- Source
════════════════════

Robert Breer, Kinetic Poet of the Avant Garde
Screening on Film
$10 Special Event Tickets
A founding member of the American avant-garde, Robert Breer (b. 1926) has been working at the forefront of experimental animation for over fifty years. The son of an inventor and engineer, Breer's continued experimentation with a range of film and animation techniques has drawn from his deep knowledge of early cinema and cinematographic technologies. Breer is celebrated not only for his remarkable line and live action techniques, seen in works such as A Man and His Dog Out for Air (1957), but also for fabulous collage films such as Un Miracle (1954) and his dazzling use of single-frame photography in break-through films such as Fist Fight (1964) and the incredible Jamestown Baloos (1957).

════════════════════

- Data entries

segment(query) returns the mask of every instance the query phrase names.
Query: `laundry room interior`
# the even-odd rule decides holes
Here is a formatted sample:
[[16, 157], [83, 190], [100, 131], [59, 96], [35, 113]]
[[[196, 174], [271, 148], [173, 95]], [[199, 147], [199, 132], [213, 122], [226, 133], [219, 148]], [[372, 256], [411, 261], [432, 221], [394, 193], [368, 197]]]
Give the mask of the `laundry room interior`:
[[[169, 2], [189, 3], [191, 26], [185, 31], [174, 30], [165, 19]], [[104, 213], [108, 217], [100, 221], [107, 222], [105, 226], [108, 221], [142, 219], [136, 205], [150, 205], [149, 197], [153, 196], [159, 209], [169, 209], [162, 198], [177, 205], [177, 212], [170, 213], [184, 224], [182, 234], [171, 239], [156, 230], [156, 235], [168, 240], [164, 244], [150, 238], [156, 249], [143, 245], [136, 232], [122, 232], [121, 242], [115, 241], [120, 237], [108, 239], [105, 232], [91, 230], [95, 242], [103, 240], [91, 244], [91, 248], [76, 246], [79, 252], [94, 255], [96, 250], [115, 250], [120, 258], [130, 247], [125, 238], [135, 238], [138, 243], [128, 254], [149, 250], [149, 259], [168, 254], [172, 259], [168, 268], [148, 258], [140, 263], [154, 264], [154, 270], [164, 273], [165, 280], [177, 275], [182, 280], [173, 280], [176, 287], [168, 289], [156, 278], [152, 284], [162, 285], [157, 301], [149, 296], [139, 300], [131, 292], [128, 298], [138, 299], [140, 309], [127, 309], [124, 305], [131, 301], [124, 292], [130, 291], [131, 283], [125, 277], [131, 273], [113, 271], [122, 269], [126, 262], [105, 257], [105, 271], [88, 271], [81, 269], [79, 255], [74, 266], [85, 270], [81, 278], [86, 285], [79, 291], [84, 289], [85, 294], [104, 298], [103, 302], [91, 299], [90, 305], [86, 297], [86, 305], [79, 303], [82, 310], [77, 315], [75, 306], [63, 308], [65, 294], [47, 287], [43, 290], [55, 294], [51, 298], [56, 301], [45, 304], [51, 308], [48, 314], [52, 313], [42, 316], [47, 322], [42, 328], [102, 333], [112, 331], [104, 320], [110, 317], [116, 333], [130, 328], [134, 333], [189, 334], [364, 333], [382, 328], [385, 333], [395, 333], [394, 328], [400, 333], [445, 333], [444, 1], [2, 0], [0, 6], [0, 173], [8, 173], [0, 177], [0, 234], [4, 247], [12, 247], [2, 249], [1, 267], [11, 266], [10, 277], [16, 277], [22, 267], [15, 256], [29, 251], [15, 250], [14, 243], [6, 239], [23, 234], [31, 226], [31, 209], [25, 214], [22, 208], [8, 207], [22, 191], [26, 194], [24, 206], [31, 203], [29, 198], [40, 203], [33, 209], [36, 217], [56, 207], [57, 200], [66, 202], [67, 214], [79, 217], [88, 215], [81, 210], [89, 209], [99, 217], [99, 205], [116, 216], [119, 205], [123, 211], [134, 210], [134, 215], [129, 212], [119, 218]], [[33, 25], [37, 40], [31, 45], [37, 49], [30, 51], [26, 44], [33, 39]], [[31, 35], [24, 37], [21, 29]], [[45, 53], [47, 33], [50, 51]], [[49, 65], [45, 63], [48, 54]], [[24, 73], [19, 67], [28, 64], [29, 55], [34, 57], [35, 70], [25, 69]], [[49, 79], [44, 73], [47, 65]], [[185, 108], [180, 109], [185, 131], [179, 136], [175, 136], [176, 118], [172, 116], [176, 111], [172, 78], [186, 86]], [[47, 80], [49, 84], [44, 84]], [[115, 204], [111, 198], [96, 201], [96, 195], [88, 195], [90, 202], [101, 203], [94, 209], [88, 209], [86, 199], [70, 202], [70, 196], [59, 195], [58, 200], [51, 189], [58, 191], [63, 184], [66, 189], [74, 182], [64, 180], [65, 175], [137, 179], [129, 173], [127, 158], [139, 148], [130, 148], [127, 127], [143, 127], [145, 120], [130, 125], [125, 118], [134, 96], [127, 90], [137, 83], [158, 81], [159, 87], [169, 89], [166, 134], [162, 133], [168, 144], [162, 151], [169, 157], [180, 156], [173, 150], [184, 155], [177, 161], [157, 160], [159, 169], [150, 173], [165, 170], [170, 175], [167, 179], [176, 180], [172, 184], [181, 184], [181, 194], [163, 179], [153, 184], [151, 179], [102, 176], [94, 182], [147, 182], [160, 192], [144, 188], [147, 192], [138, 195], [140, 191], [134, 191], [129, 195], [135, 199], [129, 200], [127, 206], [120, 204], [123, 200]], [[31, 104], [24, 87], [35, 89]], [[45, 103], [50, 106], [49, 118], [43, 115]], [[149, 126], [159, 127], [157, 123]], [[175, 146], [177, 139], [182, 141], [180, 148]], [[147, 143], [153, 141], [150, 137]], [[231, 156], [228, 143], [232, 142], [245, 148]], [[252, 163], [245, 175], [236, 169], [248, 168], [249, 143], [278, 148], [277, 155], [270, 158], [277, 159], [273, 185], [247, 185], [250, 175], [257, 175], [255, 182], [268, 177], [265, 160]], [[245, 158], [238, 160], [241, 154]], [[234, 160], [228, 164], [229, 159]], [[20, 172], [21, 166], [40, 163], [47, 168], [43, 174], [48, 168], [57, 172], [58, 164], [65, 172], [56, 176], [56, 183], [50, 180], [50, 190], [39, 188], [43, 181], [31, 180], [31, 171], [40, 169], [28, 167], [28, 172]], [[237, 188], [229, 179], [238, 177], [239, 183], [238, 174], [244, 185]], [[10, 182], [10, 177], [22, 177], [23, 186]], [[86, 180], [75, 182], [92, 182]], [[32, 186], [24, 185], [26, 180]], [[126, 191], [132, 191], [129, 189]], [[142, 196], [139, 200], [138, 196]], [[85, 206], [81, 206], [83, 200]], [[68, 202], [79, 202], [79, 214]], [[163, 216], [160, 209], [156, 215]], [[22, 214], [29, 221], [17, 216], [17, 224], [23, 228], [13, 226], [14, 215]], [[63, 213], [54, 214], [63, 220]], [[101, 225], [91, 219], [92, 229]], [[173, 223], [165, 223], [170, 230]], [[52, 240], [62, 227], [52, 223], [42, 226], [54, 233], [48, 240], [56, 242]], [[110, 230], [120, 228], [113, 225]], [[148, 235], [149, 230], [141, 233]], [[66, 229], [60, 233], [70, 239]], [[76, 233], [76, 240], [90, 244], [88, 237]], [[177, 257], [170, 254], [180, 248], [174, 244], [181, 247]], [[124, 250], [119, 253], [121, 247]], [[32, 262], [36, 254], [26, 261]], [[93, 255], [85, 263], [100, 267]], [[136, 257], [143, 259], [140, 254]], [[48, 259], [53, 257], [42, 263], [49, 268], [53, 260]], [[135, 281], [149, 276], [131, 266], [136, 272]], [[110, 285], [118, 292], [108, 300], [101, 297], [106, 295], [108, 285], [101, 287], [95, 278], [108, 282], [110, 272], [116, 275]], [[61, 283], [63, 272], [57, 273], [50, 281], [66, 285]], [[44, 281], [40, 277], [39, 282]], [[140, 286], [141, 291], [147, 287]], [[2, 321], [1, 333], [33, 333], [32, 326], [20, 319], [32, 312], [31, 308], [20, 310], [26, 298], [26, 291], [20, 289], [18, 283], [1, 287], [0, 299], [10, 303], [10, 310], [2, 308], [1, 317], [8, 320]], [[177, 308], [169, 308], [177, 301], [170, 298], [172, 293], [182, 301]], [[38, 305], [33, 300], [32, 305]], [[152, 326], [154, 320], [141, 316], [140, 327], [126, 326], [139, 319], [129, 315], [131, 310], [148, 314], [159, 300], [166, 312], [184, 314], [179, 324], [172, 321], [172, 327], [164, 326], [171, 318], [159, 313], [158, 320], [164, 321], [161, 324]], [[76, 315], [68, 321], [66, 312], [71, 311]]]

════════════════════

- Directions for this task
Please list every film title named in the Robert Breer text, each with the year given beside it.

- Complete answer
A Man and His Dog Out for Air (1957)
Un Miracle (1954)
Fist Fight (1964)
Jamestown Baloos (1957)